Looking at the data, count the lines where the word "purple" occurs and answer with only the number.

==*==

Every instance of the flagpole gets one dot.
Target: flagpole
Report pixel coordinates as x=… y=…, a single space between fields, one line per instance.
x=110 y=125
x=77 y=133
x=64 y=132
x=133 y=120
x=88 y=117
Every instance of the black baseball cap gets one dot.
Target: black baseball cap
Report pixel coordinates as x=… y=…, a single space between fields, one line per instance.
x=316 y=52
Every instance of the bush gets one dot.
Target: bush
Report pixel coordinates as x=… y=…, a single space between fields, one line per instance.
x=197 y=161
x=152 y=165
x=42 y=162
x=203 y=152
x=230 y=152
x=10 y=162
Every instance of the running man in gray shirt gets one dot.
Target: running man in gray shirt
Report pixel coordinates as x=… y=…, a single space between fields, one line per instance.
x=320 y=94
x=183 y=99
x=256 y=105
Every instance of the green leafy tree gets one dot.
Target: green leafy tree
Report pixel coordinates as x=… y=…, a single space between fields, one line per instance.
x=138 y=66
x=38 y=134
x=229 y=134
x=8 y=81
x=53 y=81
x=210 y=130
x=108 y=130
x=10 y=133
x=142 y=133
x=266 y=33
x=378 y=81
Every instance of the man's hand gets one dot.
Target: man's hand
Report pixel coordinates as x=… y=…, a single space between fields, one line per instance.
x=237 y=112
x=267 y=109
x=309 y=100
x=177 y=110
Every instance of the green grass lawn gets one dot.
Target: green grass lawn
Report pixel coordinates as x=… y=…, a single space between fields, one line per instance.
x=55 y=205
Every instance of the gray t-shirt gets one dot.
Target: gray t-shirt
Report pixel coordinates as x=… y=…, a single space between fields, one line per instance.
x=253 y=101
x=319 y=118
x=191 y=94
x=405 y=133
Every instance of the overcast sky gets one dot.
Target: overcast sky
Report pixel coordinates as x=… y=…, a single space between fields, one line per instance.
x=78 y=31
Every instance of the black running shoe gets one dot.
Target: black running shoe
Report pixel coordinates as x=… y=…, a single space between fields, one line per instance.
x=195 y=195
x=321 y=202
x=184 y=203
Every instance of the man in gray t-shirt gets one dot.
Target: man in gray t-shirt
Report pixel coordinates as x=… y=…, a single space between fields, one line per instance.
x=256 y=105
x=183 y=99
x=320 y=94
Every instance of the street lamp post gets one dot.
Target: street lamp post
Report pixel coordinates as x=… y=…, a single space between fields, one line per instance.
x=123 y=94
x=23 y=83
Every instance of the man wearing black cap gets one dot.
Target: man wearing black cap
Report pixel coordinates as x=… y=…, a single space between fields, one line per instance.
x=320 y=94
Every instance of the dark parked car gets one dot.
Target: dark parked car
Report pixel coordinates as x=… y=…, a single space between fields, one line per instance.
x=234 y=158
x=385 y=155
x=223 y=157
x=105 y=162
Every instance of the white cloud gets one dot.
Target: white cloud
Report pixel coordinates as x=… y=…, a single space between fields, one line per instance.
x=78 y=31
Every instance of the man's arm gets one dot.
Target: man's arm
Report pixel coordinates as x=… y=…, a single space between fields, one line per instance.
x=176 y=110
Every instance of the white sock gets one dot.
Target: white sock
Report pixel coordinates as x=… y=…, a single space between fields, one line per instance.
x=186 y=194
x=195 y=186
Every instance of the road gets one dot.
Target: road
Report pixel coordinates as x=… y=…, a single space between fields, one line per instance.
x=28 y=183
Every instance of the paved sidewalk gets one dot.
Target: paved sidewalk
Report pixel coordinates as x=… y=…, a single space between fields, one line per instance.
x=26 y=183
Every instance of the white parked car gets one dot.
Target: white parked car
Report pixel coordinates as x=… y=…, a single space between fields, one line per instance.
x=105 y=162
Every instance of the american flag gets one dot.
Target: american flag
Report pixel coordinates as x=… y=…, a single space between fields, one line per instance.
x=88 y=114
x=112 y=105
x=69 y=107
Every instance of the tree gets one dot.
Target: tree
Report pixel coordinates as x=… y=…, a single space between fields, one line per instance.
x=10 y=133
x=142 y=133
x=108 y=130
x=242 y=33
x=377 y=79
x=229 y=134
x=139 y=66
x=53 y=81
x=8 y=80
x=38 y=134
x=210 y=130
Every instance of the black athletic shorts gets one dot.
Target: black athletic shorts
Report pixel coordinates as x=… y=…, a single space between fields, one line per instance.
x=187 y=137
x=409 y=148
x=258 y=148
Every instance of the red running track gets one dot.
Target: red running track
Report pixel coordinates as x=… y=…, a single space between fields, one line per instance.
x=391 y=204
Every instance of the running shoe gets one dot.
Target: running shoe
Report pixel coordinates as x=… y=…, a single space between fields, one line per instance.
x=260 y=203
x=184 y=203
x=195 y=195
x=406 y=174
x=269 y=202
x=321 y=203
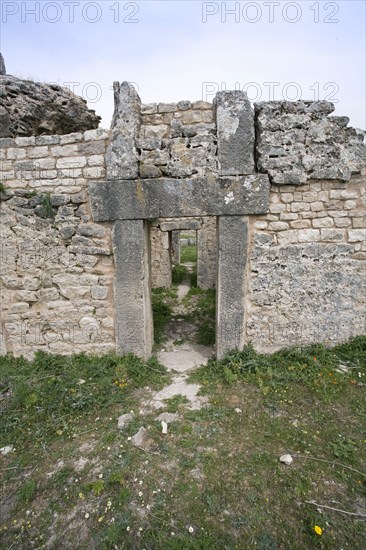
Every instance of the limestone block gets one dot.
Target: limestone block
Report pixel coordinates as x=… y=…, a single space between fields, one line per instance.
x=154 y=198
x=121 y=155
x=297 y=141
x=230 y=289
x=134 y=327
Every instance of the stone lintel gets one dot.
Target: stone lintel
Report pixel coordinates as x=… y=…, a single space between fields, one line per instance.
x=230 y=290
x=235 y=133
x=181 y=225
x=176 y=198
x=134 y=324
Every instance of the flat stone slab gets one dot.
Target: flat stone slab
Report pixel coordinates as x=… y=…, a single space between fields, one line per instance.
x=183 y=360
x=146 y=199
x=168 y=417
x=180 y=386
x=181 y=225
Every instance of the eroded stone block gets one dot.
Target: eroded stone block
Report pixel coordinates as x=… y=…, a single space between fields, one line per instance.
x=134 y=326
x=230 y=307
x=121 y=156
x=235 y=133
x=172 y=198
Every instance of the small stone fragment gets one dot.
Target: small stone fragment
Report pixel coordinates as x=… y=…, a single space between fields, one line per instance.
x=6 y=450
x=168 y=417
x=139 y=438
x=124 y=420
x=286 y=459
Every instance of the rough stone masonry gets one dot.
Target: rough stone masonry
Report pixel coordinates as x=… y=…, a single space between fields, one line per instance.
x=283 y=184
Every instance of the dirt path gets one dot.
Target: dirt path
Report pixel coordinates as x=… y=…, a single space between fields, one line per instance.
x=180 y=355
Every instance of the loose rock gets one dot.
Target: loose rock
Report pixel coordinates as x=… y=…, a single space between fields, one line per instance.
x=286 y=459
x=124 y=420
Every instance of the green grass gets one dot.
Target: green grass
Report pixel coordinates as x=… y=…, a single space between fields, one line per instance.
x=214 y=481
x=313 y=366
x=188 y=254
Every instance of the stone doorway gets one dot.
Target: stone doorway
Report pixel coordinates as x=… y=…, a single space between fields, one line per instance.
x=169 y=238
x=215 y=177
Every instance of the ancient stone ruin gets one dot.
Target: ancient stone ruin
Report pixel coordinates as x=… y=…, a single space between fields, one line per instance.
x=276 y=194
x=30 y=108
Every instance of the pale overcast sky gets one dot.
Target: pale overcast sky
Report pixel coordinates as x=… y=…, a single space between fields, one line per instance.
x=175 y=50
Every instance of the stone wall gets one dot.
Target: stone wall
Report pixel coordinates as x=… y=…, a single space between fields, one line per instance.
x=56 y=268
x=177 y=140
x=307 y=265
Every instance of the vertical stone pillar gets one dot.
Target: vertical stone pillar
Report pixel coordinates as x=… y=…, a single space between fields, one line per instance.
x=207 y=253
x=161 y=263
x=235 y=133
x=175 y=244
x=121 y=155
x=231 y=275
x=134 y=323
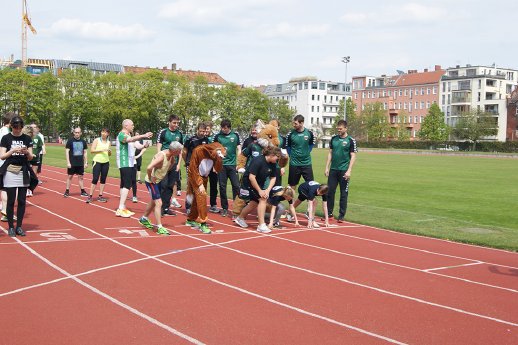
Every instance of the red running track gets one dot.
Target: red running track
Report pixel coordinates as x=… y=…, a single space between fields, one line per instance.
x=84 y=276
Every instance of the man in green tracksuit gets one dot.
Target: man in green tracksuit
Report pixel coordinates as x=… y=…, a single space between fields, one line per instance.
x=299 y=143
x=231 y=141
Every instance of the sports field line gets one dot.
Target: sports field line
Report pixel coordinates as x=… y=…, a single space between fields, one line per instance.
x=106 y=296
x=278 y=236
x=454 y=266
x=372 y=288
x=369 y=227
x=247 y=292
x=119 y=264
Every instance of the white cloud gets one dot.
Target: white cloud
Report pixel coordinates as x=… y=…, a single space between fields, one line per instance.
x=391 y=15
x=99 y=31
x=299 y=30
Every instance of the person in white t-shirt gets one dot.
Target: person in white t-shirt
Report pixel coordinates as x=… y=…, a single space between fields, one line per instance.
x=6 y=128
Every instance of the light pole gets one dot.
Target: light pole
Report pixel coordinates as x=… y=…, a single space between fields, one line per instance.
x=345 y=60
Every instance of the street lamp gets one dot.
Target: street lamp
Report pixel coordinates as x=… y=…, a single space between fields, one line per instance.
x=345 y=60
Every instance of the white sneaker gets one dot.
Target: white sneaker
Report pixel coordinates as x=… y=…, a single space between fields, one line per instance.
x=263 y=228
x=175 y=203
x=241 y=222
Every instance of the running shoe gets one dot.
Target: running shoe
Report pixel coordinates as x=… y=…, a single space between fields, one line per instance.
x=175 y=203
x=193 y=224
x=162 y=231
x=168 y=212
x=263 y=228
x=241 y=222
x=145 y=222
x=205 y=228
x=122 y=213
x=4 y=218
x=19 y=231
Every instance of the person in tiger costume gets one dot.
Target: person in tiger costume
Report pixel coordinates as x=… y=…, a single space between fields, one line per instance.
x=204 y=159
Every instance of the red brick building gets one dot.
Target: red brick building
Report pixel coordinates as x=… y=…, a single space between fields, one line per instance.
x=406 y=97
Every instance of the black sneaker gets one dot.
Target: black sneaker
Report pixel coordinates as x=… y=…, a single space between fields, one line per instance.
x=168 y=212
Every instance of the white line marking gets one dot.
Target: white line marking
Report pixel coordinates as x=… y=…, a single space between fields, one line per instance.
x=108 y=297
x=415 y=299
x=302 y=311
x=454 y=266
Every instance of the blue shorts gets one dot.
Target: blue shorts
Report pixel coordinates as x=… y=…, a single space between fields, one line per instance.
x=154 y=190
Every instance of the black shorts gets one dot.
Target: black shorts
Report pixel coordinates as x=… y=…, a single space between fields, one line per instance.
x=126 y=177
x=76 y=170
x=295 y=172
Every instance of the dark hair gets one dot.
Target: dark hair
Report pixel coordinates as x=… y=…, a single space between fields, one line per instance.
x=6 y=119
x=341 y=123
x=173 y=117
x=17 y=120
x=298 y=118
x=226 y=123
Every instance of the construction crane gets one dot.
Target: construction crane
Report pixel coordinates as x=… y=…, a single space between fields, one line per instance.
x=26 y=23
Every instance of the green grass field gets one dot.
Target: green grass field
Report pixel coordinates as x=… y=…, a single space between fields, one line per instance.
x=462 y=198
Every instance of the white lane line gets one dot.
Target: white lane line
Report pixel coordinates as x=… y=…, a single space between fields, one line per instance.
x=108 y=297
x=357 y=256
x=414 y=299
x=299 y=310
x=454 y=266
x=387 y=243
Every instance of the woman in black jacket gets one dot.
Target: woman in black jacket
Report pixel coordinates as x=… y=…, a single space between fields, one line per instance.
x=15 y=173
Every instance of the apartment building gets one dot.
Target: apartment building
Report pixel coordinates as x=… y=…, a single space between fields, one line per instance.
x=317 y=100
x=481 y=88
x=406 y=96
x=512 y=117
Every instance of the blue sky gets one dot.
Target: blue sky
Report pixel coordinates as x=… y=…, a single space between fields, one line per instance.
x=256 y=42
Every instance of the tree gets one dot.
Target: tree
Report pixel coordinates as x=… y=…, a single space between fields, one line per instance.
x=474 y=126
x=374 y=118
x=434 y=127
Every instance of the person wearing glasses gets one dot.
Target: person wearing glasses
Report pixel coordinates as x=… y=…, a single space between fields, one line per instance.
x=16 y=173
x=77 y=161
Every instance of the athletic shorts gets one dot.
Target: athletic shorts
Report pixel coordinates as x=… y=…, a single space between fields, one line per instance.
x=154 y=189
x=295 y=172
x=76 y=170
x=126 y=177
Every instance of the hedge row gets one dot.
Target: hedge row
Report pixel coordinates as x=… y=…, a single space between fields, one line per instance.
x=509 y=146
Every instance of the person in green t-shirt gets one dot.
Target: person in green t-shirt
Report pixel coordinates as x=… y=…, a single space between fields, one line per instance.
x=231 y=141
x=340 y=161
x=299 y=143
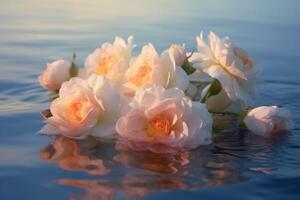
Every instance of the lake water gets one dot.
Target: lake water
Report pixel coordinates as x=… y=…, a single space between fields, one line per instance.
x=237 y=166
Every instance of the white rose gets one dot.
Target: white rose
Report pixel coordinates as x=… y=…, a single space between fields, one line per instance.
x=150 y=69
x=157 y=116
x=84 y=107
x=266 y=120
x=223 y=60
x=111 y=60
x=55 y=74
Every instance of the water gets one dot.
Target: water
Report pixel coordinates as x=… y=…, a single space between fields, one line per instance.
x=237 y=166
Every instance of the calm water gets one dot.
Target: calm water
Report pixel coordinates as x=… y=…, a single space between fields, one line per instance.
x=237 y=166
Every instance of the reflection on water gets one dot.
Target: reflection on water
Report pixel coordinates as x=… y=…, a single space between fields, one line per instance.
x=34 y=32
x=230 y=160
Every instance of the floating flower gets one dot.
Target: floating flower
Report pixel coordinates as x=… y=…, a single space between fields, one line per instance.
x=84 y=107
x=223 y=60
x=266 y=120
x=150 y=69
x=111 y=60
x=158 y=117
x=55 y=74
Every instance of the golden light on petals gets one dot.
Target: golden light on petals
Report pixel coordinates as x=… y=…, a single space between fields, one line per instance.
x=75 y=109
x=142 y=76
x=159 y=126
x=105 y=63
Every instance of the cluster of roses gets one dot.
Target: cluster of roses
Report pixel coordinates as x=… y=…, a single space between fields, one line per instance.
x=157 y=101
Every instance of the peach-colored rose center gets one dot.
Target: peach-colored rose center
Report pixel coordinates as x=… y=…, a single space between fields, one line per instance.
x=105 y=63
x=75 y=109
x=159 y=126
x=142 y=75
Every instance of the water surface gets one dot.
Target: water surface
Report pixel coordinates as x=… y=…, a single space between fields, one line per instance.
x=237 y=166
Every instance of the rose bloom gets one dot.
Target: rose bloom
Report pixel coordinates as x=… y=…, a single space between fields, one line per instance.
x=158 y=118
x=150 y=69
x=223 y=60
x=55 y=74
x=111 y=60
x=84 y=107
x=266 y=120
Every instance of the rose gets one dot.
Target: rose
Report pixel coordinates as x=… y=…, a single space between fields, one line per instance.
x=84 y=107
x=55 y=74
x=150 y=69
x=111 y=60
x=266 y=120
x=157 y=116
x=223 y=60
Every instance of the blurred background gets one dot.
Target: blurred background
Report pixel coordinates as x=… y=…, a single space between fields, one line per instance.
x=34 y=32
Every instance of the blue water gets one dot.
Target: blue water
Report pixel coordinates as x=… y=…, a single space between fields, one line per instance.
x=237 y=166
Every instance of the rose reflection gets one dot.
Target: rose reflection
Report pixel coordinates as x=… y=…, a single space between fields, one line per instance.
x=135 y=174
x=70 y=155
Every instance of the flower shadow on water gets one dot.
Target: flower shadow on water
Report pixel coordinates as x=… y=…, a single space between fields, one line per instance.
x=113 y=169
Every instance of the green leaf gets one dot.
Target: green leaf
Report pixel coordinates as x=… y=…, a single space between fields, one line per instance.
x=187 y=67
x=241 y=117
x=214 y=89
x=74 y=68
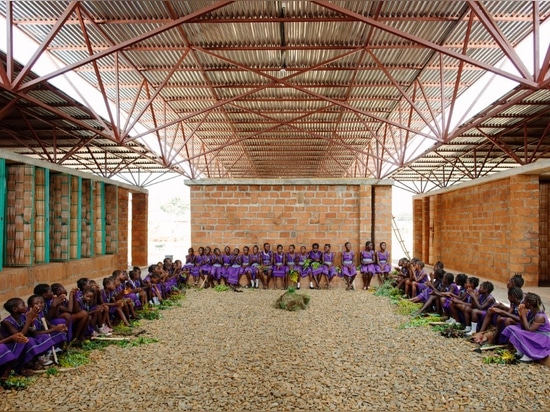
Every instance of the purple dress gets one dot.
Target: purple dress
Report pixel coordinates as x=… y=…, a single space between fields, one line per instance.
x=367 y=261
x=216 y=268
x=535 y=344
x=328 y=265
x=247 y=262
x=316 y=257
x=291 y=261
x=57 y=337
x=348 y=268
x=279 y=268
x=301 y=260
x=227 y=261
x=383 y=265
x=37 y=345
x=234 y=271
x=266 y=259
x=11 y=351
x=206 y=264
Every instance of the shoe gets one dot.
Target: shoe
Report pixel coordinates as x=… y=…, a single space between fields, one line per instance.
x=45 y=360
x=525 y=358
x=104 y=330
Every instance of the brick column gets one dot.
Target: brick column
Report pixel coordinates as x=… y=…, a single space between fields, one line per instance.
x=418 y=224
x=139 y=229
x=426 y=235
x=434 y=254
x=383 y=216
x=365 y=215
x=524 y=227
x=122 y=250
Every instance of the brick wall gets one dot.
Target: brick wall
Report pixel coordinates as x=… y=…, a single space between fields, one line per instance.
x=140 y=212
x=485 y=229
x=249 y=212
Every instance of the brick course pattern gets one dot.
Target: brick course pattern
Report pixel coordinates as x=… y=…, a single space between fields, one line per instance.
x=489 y=230
x=239 y=213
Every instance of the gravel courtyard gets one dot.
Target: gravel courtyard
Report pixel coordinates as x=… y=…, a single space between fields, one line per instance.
x=235 y=351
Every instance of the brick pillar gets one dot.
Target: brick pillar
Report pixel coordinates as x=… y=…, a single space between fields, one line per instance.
x=122 y=250
x=524 y=227
x=418 y=224
x=383 y=216
x=139 y=228
x=365 y=215
x=426 y=233
x=434 y=231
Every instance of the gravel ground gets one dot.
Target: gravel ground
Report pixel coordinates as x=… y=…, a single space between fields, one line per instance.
x=235 y=351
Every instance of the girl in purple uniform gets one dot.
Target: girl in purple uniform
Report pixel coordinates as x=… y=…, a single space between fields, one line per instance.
x=12 y=349
x=58 y=333
x=279 y=267
x=227 y=261
x=267 y=265
x=367 y=264
x=303 y=271
x=531 y=337
x=315 y=267
x=256 y=262
x=246 y=268
x=290 y=258
x=234 y=271
x=189 y=265
x=348 y=266
x=480 y=303
x=216 y=270
x=383 y=263
x=21 y=321
x=196 y=271
x=327 y=259
x=206 y=267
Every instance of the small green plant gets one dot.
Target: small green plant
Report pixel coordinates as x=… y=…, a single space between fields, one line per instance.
x=419 y=322
x=52 y=371
x=406 y=307
x=501 y=356
x=17 y=382
x=142 y=340
x=74 y=358
x=221 y=288
x=293 y=275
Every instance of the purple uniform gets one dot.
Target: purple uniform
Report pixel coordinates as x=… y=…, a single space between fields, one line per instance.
x=536 y=344
x=383 y=265
x=37 y=345
x=328 y=264
x=315 y=257
x=300 y=261
x=367 y=261
x=348 y=268
x=279 y=268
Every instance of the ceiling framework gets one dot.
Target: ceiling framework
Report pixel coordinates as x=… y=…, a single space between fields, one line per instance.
x=276 y=88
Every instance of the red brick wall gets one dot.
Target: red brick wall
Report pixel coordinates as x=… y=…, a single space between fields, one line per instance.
x=140 y=211
x=238 y=213
x=489 y=229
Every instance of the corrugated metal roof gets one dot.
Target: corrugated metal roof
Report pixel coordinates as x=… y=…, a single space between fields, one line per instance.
x=280 y=88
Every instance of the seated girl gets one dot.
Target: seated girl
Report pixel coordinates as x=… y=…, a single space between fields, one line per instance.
x=12 y=350
x=531 y=336
x=501 y=316
x=21 y=321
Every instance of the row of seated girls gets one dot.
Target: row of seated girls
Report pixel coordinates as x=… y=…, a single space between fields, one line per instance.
x=53 y=317
x=523 y=323
x=209 y=267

==*==

Response
6